● **What you are asked to do**: Go through the data below and retype all of it exactly.

(Region pointing data)
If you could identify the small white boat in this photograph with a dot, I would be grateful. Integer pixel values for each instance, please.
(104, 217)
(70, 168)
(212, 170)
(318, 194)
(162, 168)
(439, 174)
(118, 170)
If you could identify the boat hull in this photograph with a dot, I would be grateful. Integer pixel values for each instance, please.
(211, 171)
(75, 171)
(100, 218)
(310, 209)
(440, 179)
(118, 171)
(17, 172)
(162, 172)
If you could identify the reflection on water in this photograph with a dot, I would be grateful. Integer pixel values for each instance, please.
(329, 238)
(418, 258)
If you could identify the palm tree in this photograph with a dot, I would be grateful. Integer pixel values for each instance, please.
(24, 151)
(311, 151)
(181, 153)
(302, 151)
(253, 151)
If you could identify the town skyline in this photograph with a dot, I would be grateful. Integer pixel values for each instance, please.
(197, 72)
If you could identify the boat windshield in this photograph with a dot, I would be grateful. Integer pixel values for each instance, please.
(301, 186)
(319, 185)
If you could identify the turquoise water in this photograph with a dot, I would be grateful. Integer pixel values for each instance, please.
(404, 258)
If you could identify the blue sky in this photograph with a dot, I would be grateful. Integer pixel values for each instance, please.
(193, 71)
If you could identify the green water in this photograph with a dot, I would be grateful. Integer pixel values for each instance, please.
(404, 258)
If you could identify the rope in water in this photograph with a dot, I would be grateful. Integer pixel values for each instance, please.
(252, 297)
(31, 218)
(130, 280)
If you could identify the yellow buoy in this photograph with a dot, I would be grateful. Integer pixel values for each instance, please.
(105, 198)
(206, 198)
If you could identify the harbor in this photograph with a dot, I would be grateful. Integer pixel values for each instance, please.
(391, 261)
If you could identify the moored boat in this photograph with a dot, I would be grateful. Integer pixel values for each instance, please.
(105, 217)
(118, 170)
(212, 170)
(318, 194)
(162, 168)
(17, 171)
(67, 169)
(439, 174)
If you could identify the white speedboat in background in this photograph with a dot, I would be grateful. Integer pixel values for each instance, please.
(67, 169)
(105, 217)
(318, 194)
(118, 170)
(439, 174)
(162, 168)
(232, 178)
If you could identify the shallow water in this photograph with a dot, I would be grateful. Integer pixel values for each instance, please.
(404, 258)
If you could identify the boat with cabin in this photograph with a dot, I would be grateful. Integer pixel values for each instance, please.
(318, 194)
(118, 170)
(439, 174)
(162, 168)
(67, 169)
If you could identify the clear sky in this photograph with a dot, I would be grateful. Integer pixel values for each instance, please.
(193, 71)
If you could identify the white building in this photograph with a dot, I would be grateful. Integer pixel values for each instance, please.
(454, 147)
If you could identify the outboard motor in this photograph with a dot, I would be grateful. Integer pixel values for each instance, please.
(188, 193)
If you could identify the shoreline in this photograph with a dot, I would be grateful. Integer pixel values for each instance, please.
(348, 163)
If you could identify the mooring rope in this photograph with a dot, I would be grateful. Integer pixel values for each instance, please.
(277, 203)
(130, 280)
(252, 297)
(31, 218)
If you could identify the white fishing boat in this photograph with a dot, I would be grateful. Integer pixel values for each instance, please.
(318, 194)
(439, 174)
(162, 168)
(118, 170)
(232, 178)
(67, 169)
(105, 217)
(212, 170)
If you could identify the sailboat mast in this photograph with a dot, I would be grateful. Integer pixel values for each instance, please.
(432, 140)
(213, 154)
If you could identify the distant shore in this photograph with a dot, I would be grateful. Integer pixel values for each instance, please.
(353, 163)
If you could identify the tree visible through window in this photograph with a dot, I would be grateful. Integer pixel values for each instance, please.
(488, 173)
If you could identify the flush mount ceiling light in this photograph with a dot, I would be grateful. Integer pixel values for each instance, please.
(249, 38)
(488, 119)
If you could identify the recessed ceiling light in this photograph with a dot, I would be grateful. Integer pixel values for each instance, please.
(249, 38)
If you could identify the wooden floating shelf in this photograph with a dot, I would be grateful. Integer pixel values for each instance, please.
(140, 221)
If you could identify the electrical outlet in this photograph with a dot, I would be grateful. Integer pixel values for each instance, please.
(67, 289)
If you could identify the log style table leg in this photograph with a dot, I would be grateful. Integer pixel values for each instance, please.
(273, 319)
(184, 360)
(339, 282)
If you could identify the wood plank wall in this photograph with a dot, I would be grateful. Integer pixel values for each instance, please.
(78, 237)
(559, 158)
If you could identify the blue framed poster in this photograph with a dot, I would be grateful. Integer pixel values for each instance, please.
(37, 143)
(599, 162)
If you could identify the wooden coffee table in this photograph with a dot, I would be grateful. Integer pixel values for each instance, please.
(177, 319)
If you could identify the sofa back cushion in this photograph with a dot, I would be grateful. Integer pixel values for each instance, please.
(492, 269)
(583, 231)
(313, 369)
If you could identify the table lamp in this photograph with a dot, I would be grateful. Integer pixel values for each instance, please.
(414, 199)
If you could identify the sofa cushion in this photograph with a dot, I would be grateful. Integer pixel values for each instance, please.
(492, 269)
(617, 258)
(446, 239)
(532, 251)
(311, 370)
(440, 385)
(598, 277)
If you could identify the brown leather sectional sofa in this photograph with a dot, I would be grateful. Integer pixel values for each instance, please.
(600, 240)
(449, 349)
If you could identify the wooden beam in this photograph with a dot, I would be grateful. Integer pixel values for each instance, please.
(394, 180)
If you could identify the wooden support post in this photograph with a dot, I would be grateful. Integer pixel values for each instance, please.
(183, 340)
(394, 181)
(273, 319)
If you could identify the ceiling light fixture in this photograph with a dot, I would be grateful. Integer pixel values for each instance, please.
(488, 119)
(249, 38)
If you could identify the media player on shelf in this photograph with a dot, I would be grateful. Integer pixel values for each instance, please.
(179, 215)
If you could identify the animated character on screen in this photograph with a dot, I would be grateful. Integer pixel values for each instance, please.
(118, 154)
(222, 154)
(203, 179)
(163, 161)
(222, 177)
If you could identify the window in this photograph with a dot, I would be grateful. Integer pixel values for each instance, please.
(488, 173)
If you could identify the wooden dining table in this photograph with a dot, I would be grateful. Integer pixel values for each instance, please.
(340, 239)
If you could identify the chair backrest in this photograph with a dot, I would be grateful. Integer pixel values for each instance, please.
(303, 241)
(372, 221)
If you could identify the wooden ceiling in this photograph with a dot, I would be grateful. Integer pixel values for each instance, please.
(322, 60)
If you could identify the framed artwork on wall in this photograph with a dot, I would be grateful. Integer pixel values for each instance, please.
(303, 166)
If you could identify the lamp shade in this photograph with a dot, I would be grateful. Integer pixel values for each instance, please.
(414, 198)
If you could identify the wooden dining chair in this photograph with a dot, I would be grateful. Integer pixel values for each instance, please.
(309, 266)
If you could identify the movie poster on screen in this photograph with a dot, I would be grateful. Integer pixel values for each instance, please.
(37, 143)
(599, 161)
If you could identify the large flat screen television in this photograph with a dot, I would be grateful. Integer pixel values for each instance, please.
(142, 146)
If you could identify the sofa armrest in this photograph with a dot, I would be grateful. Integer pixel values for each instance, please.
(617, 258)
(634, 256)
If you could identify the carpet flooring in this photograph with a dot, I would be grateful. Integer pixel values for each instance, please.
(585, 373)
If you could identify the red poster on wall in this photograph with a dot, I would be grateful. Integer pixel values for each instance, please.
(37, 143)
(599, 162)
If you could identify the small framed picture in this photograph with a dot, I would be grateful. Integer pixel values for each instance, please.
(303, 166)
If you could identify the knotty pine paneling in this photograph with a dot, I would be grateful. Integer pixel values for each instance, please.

● **Finished exercise**:
If you could identify the small white boat in this photograph with a dot, I would be grateful. Integer pixel values for each instance, please.
(104, 217)
(70, 168)
(212, 170)
(318, 194)
(162, 168)
(439, 174)
(118, 170)
If you could identify the boat hull in this photograph with a dot, I would be grateful. Integer pixel values for each instance, please.
(211, 171)
(75, 171)
(100, 218)
(310, 209)
(440, 179)
(118, 171)
(17, 172)
(162, 172)
If you could identify the reflection on water in this photograph with a dot, I would be grateful. Integer pixel values for each instance, please.
(329, 238)
(418, 258)
If you could identify the palm tree in this photograph with a dot, I would be grateful. Integer pixel values for each instance, please.
(24, 151)
(311, 151)
(181, 153)
(302, 151)
(253, 151)
If you could identify the town skyline in this photograph with a dot, I would be grateful. Integer pixel values for each instance, please.
(197, 72)
If you could identify the boat windshield in this photograph with a dot, I would be grateful. Integer pixel values for each instance, please.
(301, 186)
(319, 185)
If you could identify the turquoise water in this photograph with a dot, I would be grateful. Integer pixel values for each instance, please.
(404, 258)
If you could identify the blue sky in this photograph with a dot, I would be grateful. Integer pixel values for each instance, please.
(193, 71)
If you could identify the green water in this photograph with a dot, I would be grateful. Integer pixel values for each instance, please.
(404, 258)
If you could identify the rope in water in this photograph with a dot, I would be grateful. Integer pixel values for each instance, please.
(252, 297)
(31, 218)
(130, 280)
If you could identify the yellow buoy in this photograph with a dot, I would be grateful. Integer pixel values for each instance, please.
(105, 198)
(206, 198)
If you could identify the harbor in this photograph with a dot, I would be grateful. Integer pixel values for each instance, please.
(391, 261)
If you could identify the moored boat in this photograph with a dot, I would be grateful. Integer pixel values for each instance, please.
(105, 217)
(118, 170)
(212, 170)
(318, 194)
(162, 168)
(17, 171)
(67, 169)
(439, 174)
If you could identify the white speedboat in background in this photograph with a dot, I would be grateful. Integer pixel values for each instance, please.
(67, 169)
(105, 217)
(318, 194)
(118, 170)
(439, 174)
(162, 168)
(232, 178)
If you could identify the shallow water in this photograph with a dot, I would be grateful. Integer pixel values for each instance, please.
(404, 258)
If you could identify the boat with cabin in this photograph with a dot, I would be grateful. Integer pixel values for each instance, please.
(318, 194)
(118, 170)
(439, 174)
(162, 168)
(67, 169)
If you could identify the clear sky in this photograph with a dot, I would be grateful. Integer pixel values for each instance, please.
(193, 71)
If you could identify the white building in this photograph with a dot, I would be grateful. Integer pixel values for each instance, please.
(454, 147)
If you could identify the outboard motor in this photograph with a dot, I would be grateful. Integer pixel values for each instance, please.
(188, 193)
If you could identify the shoreline in this photograph with a dot, I would be grateful. Integer pixel values for each instance, please.
(348, 163)
If you could identify the mooring rope in this photograph with a dot, I would be grateful. Integer pixel values for each instance, please.
(277, 203)
(130, 280)
(252, 297)
(31, 218)
If you could identify the white fishing boat in this photograph with a dot, I would be grateful. Integer pixel values for each instance, please.
(318, 194)
(439, 174)
(162, 168)
(118, 170)
(232, 178)
(67, 169)
(105, 217)
(212, 170)
If you could identify the sailboat mast in this photograph with a dot, I would be grateful. Integer pixel values for each instance, please.
(432, 140)
(213, 154)
If you could identify the distant shore in this photograph with a dot, I would be grateful. Integer pixel values for each instance, please.
(353, 163)
If you could identify the tree visible through window in this photograph with a dot, I would be grateful. Integer pixel values for each instance, please.
(488, 173)
If you could identify the flush mount ceiling light in this photograph with a dot, I would be grateful. Integer pixel values for each instance, please.
(249, 38)
(488, 119)
If you could identify the recessed ceiling light in this photograph with a dot, I would be grateful. Integer pixel values for each instance, please.
(249, 38)
If you could identify the wooden floating shelf in this photograph with a dot, I would be grateful. Integer pixel values for each instance, please.
(140, 221)
If you could identify the electrical outlet in this photograph with a dot, I would be grateful. Integer pixel values for each instance, please.
(67, 289)
If you could identify the log style table leg in this photograph with a dot, I would be grateful. Integer pixel values for each instance, please.
(273, 319)
(184, 360)
(339, 282)
If you could identify the wood plank wall in this photograph with a dot, I would be grateful. Integer pixel values for each instance, please.
(78, 237)
(559, 158)
If you could identify the blue framed poster in this photograph with a dot, I would be grateful. Integer pixel values for each instance, please.
(37, 143)
(599, 162)
If you could identify the wooden coffee table in this photograph with a dot, I would be grateful. Integer pixel values for each instance, please.
(177, 319)
If you could identify the sofa back cushion in this photograph with a dot, I would be grateful. Integer pixel values for each instance, please.
(492, 269)
(583, 231)
(313, 369)
If you could identify the table lamp in this photograph with a dot, I would be grateful. Integer pixel values for each instance, please.
(414, 199)
If you could identify the sofa cushion in this photograph with a dot, I would be grateful. Integer pixel values for each instance, please.
(492, 269)
(617, 258)
(446, 239)
(532, 251)
(311, 370)
(440, 385)
(598, 277)
If you could identify the brown leather sectional sofa in this photograph with a dot, I would be grateful. Integer pixel values for each instance, please.
(600, 240)
(449, 349)
If you could identify the wooden beam in this photograph with a dot, I would be grateful. Integer pixel values for each instance, please.
(394, 180)
If you could identify the wooden support post in this photograph with a dot, I would be grateful. Integer pixel values for each instance, please.
(183, 340)
(394, 181)
(273, 319)
If you could identify the ceiling light fixture in this photograph with a dot, I would be grateful. Integer pixel values for each instance, please.
(488, 119)
(249, 38)
If you could identify the media player on shelf in this photograph with a dot, I would be grateful. Integer pixel values for each instance, please.
(179, 215)
If you could identify the animated character on screen in this photograph with a dot, I would be grateful. Integer pixel values for each instance, please.
(118, 154)
(222, 154)
(203, 179)
(163, 161)
(222, 177)
If you could identify the window in this photograph with a dot, I would be grateful. Integer pixel values for each instance, please.
(488, 173)
If you could identify the wooden dining table in this photograph with a dot, I would be grateful. Integer pixel values for each instance, please.
(340, 239)
If you could identify the chair backrest in this photograph with a dot, I would be grateful. Integer pixel values for each instance, please.
(303, 241)
(372, 221)
If you could identify the wooden ceiling in this photograph with a dot, I would be grateful. Integer pixel values for each instance, please.
(322, 60)
If you could identify the framed artwork on wall in this photograph with a dot, I would be grateful. Integer pixel values for each instance, please.
(303, 166)
If you could identify the lamp shade in this photograph with a dot, I would be grateful. Integer pixel values for each instance, please.
(414, 198)
If you could identify the wooden dining chair in this photograph with a dot, I would be grateful. Integer pixel values for each instance, please.
(309, 266)
If you could identify the movie poster on screen in this photograph with a dot, I would be grateful. Integer pixel values for each instance, please.
(37, 143)
(599, 161)
If you could identify the large flat screen television in this photograph with a dot, I would be grateful. Integer pixel values for each instance, please.
(142, 146)
If you could identify the sofa armrest in this photograph with a dot, I would be grateful. Integer pixel values for each instance, please.
(617, 258)
(634, 256)
If you could identify the carpet flooring in this photograph with a dot, I would be grateful. Integer pixel values for each instance, please.
(585, 373)
If you could identify the red poster on wall in this photograph with a dot, I would be grateful. Integer pixel values for each instance, please.
(37, 143)
(599, 162)
If you could identify the small framed picture in this photograph with a dot, I would be grateful. Integer pixel values for each instance, please.
(303, 166)
If you could identify the knotty pine paneling in this photograph with a dot, I would be grateful. Integer pixel values for each instance, please.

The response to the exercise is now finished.